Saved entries
---*---

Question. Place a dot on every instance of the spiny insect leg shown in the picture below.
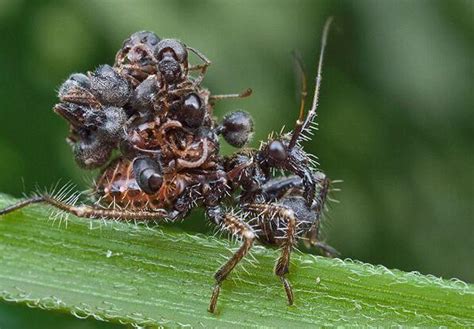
(88, 211)
(247, 92)
(238, 227)
(203, 67)
(270, 212)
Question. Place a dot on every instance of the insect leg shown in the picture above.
(270, 212)
(88, 211)
(203, 67)
(238, 227)
(324, 184)
(246, 93)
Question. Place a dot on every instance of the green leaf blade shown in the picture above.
(151, 276)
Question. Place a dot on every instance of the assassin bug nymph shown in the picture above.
(158, 117)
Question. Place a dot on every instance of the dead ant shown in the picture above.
(170, 165)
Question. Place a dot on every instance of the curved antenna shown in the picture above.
(304, 125)
(304, 93)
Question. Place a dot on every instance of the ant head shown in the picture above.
(76, 89)
(148, 174)
(276, 152)
(138, 49)
(237, 128)
(94, 133)
(191, 111)
(91, 154)
(172, 58)
(109, 87)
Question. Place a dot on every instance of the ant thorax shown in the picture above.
(148, 123)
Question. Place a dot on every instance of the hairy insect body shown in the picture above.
(152, 112)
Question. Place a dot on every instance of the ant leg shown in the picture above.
(324, 184)
(235, 226)
(270, 212)
(201, 67)
(88, 211)
(246, 93)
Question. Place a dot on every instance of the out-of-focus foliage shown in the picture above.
(396, 108)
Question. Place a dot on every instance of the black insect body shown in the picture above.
(157, 117)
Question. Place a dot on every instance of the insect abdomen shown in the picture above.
(117, 187)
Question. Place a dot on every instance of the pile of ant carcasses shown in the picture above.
(150, 109)
(148, 123)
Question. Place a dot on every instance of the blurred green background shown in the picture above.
(396, 108)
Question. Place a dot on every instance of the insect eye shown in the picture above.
(192, 113)
(277, 151)
(192, 102)
(148, 174)
(173, 47)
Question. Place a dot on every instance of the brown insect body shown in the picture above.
(150, 110)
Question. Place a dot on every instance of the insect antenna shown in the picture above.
(303, 95)
(301, 125)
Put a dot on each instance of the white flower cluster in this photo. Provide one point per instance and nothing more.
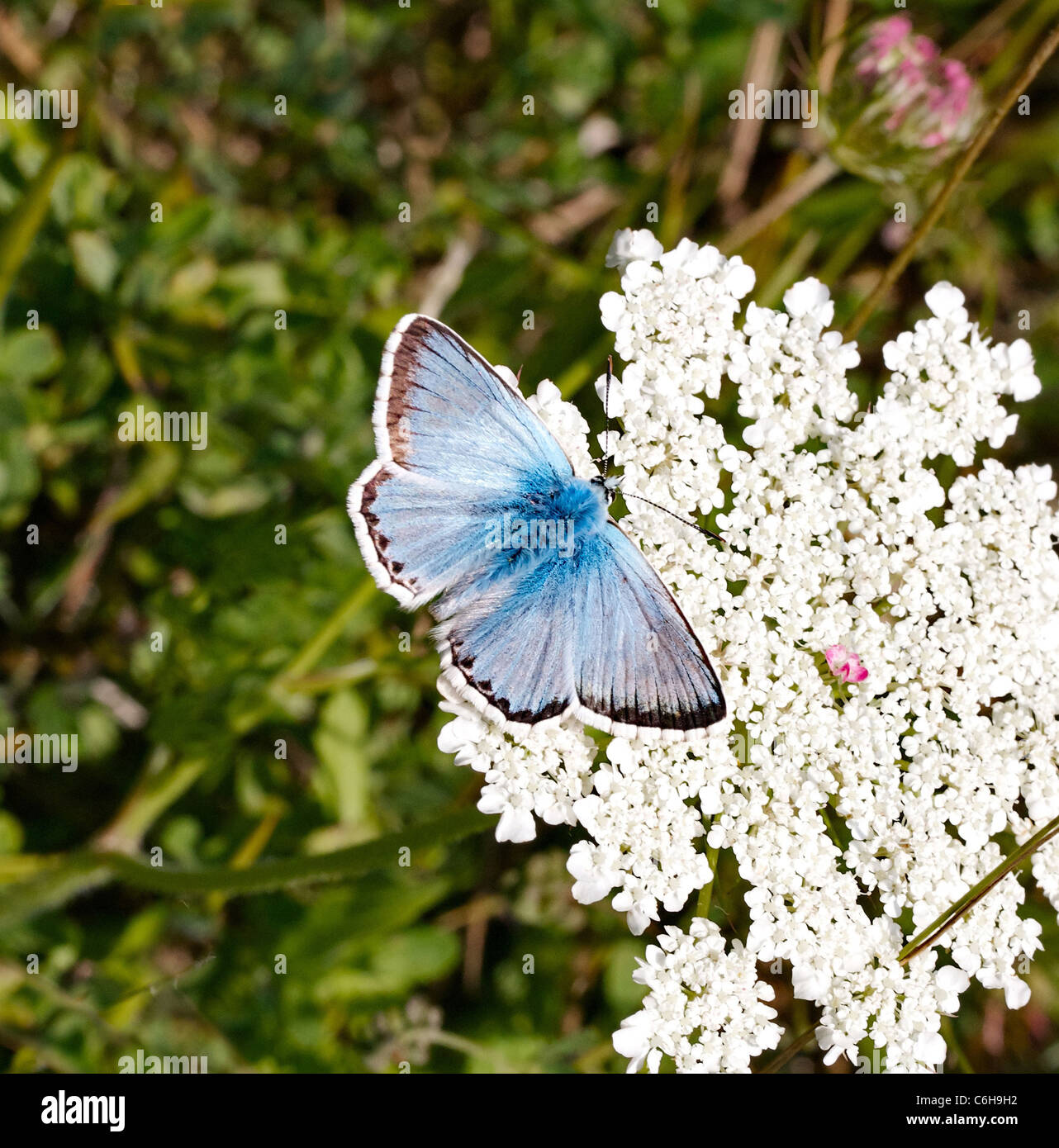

---*---

What to do: Starting at the line containing "Question. Place a dot on every instance of the blurred", output every remaining line of the records above exactly, the last one included. Nothing else belongs in the output, and no pictures either.

Result of this exercise:
Question. Place a dot on every instance of the blurred green background shown in the picture above.
(396, 108)
Question. Place a dot on every instance of the insect eye shown in the picture above.
(192, 113)
(277, 151)
(192, 102)
(148, 174)
(173, 47)
Question. Place a dot on every instance of the brown insect body shown in the picture above.
(150, 110)
Question. Place a dot on every instance of the insect antenna shown in the picture above.
(303, 95)
(301, 125)
Put a dot on each instance of the white flower cluster in this photo. Provide one point per instance and nothing more.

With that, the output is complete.